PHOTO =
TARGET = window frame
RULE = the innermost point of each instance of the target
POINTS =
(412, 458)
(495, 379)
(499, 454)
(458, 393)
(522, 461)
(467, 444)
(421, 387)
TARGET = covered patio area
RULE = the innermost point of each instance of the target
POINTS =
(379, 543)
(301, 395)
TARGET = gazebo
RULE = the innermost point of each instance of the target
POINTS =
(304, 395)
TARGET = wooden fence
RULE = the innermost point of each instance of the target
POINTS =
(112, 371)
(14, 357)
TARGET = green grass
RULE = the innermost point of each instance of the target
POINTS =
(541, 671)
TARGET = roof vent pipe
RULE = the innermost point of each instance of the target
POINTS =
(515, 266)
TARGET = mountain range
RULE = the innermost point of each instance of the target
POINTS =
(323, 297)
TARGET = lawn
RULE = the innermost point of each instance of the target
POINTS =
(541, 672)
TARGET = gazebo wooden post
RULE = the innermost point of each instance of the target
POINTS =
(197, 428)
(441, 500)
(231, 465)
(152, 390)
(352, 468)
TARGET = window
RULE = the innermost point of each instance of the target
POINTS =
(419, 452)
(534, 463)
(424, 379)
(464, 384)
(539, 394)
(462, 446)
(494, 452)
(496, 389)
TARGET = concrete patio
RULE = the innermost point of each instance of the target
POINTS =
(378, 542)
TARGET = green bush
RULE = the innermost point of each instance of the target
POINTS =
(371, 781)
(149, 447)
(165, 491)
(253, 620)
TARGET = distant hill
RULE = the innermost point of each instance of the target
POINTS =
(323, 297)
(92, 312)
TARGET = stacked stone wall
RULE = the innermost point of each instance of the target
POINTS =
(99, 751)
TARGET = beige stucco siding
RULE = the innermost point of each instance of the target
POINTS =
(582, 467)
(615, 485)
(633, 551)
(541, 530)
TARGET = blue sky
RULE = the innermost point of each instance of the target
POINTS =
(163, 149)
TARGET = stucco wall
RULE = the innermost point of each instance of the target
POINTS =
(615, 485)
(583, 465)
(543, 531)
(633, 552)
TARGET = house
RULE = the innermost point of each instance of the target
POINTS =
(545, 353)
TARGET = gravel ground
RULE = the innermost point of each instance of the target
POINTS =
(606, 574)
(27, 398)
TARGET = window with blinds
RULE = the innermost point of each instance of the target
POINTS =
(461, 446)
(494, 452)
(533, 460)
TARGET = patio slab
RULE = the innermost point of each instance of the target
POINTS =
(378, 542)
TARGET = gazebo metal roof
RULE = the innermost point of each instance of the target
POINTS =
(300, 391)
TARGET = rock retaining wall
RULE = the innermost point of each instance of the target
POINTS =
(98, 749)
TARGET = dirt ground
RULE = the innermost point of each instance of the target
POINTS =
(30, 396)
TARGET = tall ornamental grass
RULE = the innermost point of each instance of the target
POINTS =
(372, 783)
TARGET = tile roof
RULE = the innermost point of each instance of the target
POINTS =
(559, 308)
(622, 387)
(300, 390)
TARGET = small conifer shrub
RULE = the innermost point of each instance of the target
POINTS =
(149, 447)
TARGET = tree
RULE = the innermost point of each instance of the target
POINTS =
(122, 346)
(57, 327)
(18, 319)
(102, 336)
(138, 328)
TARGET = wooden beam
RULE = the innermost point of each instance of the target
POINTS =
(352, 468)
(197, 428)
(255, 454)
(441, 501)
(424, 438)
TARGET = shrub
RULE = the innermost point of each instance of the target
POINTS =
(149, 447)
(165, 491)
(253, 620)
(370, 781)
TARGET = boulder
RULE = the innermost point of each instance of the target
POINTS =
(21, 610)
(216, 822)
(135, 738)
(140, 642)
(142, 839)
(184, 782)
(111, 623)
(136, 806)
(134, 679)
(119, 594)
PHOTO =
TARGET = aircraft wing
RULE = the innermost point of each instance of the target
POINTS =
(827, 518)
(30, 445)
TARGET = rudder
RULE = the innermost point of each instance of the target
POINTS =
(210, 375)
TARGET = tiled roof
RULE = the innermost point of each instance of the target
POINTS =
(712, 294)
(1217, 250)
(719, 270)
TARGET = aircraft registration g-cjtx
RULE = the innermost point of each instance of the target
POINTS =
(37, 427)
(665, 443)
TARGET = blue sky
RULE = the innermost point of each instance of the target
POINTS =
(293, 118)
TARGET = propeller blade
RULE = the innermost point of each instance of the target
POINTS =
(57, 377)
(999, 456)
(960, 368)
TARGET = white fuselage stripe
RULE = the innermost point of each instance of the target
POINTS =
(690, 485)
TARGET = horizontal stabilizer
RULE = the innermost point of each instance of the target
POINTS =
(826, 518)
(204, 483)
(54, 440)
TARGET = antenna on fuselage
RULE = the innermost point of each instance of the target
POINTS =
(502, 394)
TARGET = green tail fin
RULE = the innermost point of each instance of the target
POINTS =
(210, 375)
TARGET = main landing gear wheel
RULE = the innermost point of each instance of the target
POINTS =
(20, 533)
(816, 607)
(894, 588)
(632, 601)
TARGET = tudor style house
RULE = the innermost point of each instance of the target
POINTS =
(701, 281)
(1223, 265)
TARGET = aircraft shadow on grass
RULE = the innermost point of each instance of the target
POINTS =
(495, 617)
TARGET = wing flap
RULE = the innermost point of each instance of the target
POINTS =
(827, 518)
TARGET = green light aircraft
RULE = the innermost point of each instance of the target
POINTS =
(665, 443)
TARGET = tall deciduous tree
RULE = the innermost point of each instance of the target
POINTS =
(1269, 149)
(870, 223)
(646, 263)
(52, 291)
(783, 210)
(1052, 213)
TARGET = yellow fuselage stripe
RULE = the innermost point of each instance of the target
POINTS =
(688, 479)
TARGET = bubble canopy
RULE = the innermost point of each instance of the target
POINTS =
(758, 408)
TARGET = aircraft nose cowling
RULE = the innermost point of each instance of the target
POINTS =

=======

Stated problem: Copy out all of the records above, changing "innermost" to "central" wherever it appears and leaving every other line unchanged.

Solution for this problem:
PHOTO =
TARGET = window frame
RULE = the central point of each instance of the target
POINTS =
(412, 458)
(495, 379)
(499, 454)
(458, 393)
(522, 461)
(467, 444)
(421, 387)
TARGET = covered patio area
RULE = the central point of each instance of the target
POINTS =
(379, 543)
(301, 395)
TARGET = gazebo
RULE = the central point of each instance of the target
POINTS =
(304, 395)
TARGET = wooden fence
RULE = the central point of each instance of the target
POINTS =
(112, 371)
(14, 357)
TARGET = green grass
RULE = the central point of each instance of the target
POINTS =
(541, 671)
TARGET = roof vent pipe
RULE = the central point of each instance of the target
POINTS =
(515, 266)
TARGET = mountain range
RULE = the central point of each instance of the target
POINTS =
(323, 297)
TARGET = lawn
RULE = the central point of each instance of the target
POINTS =
(541, 672)
TARGET = gazebo wooden post
RULE = the central point of each instance of the target
POINTS =
(197, 428)
(441, 500)
(231, 465)
(152, 390)
(352, 468)
TARGET = window
RULE = the central point of each instance of the target
POINTS =
(419, 452)
(534, 463)
(424, 379)
(464, 384)
(539, 394)
(462, 446)
(494, 452)
(496, 389)
TARGET = concrete patio
RULE = the central point of each instance of the target
POINTS =
(378, 542)
TARGET = green bush
RULE = the central point of each instance of the target
POINTS =
(371, 781)
(149, 447)
(165, 491)
(253, 620)
TARGET = distant hill
RULE = the central point of each instance of the target
POINTS =
(323, 297)
(92, 312)
TARGET = stacked stone wall
RULE = the central point of each instance of the target
POINTS =
(99, 751)
TARGET = beige stucco siding
RULE = the central point of each instance of the target
POINTS =
(582, 467)
(615, 485)
(633, 551)
(541, 530)
TARGET = blue sky
RULE = the central point of each instance of the target
POINTS =
(163, 149)
TARGET = stucco wall
RULE = the central point of each instance of the target
POINTS =
(615, 485)
(583, 465)
(543, 531)
(633, 552)
TARGET = house
RULE = the central point of each instance of the target
POINTS =
(545, 353)
TARGET = gravel ground
RULE = the central point of each instance of the target
POINTS =
(606, 574)
(27, 398)
TARGET = window with blinds
RULE = the central point of each instance of the target
POINTS =
(461, 446)
(494, 452)
(533, 460)
TARGET = patio slab
RULE = the central point of each instance of the target
POINTS =
(378, 542)
TARGET = gazebo metal roof
RULE = the central point of each instance of the target
POINTS =
(300, 391)
TARGET = rock retaining wall
RULE = the central point of each instance of the target
POINTS =
(98, 749)
TARGET = dirt ground
RULE = the central point of each instance of the target
POINTS =
(30, 396)
TARGET = tall ornamental grass
RULE = the central point of each instance of the target
POINTS =
(372, 783)
TARGET = tile roof
RULE = the central point of each instance of the target
POINTS =
(559, 308)
(622, 387)
(300, 390)
TARGET = small conifer shrub
RULE = the central point of each instance of the target
POINTS =
(149, 447)
TARGET = tree
RULE = the central point of each instance of the target
POINTS =
(122, 346)
(57, 327)
(18, 319)
(102, 336)
(138, 328)
TARGET = wooden beam
RULE = the central point of each instance of the target
POINTS =
(352, 468)
(197, 428)
(255, 454)
(441, 501)
(424, 438)
TARGET = shrub
RULE = the central point of each instance of the target
POINTS =
(149, 447)
(165, 491)
(253, 620)
(370, 781)
TARGET = boulder
RULE = the central point of each instance of the target
POINTS =
(21, 610)
(216, 822)
(135, 738)
(140, 642)
(142, 839)
(184, 782)
(111, 623)
(136, 806)
(134, 679)
(119, 594)
PHOTO =
TARGET = aircraft wing
RULE = the central point of each instance of the target
POINTS =
(827, 518)
(30, 445)
TARGET = rudder
RULE = the central point of each instance of the target
POINTS =
(210, 375)
TARGET = tiled roof
RULE = the central point of each instance of the target
POINTS =
(712, 294)
(1217, 250)
(719, 270)
TARGET = aircraft registration g-cjtx
RULE = the central point of each instance of the target
POINTS =
(37, 427)
(665, 443)
TARGET = blue sky
RULE = the central point of each instance of the target
POINTS =
(293, 118)
TARGET = propeller blade
RULE = the central point of each instance of the target
POINTS =
(57, 377)
(999, 456)
(960, 368)
TARGET = white fuselage stripe
RULE = the central point of each instance of the target
POINTS =
(690, 485)
TARGET = horizontal stabilizer
RULE = the central point of each instance of the target
POINTS =
(826, 518)
(204, 483)
(54, 440)
TARGET = antenna on fuselage
RULE = the central point of each instance of the target
POINTS =
(502, 394)
TARGET = green tail fin
RULE = the central point of each instance of the target
POINTS =
(210, 375)
TARGET = main landing gear wheel
RULE = the central point of each instance of the target
POINTS =
(20, 533)
(816, 607)
(894, 588)
(632, 601)
TARGET = tudor style house
RULE = the central point of each instance of the target
POINTS =
(701, 281)
(1223, 265)
TARGET = aircraft shadow on grass
RULE = the central point of each instance of the target
POINTS =
(495, 617)
TARGET = wing flap
RULE = the central point of each instance of the target
POINTS =
(827, 518)
TARGET = green light aircraft
RULE = the central point of each instance of the target
POINTS =
(665, 443)
TARGET = tall deciduous tree
RULE = the central point of each instance of the target
POINTS =
(1269, 149)
(870, 223)
(646, 263)
(52, 291)
(783, 210)
(1052, 213)
TARGET = yellow fuselage stripe
RULE = the central point of each instance of the target
POINTS =
(688, 479)
TARGET = bubble canopy
RULE = the central point of each instance of the target
POINTS =
(758, 408)
TARGET = aircraft nose cowling
RULE = the central point of each instance of the target
POINTS =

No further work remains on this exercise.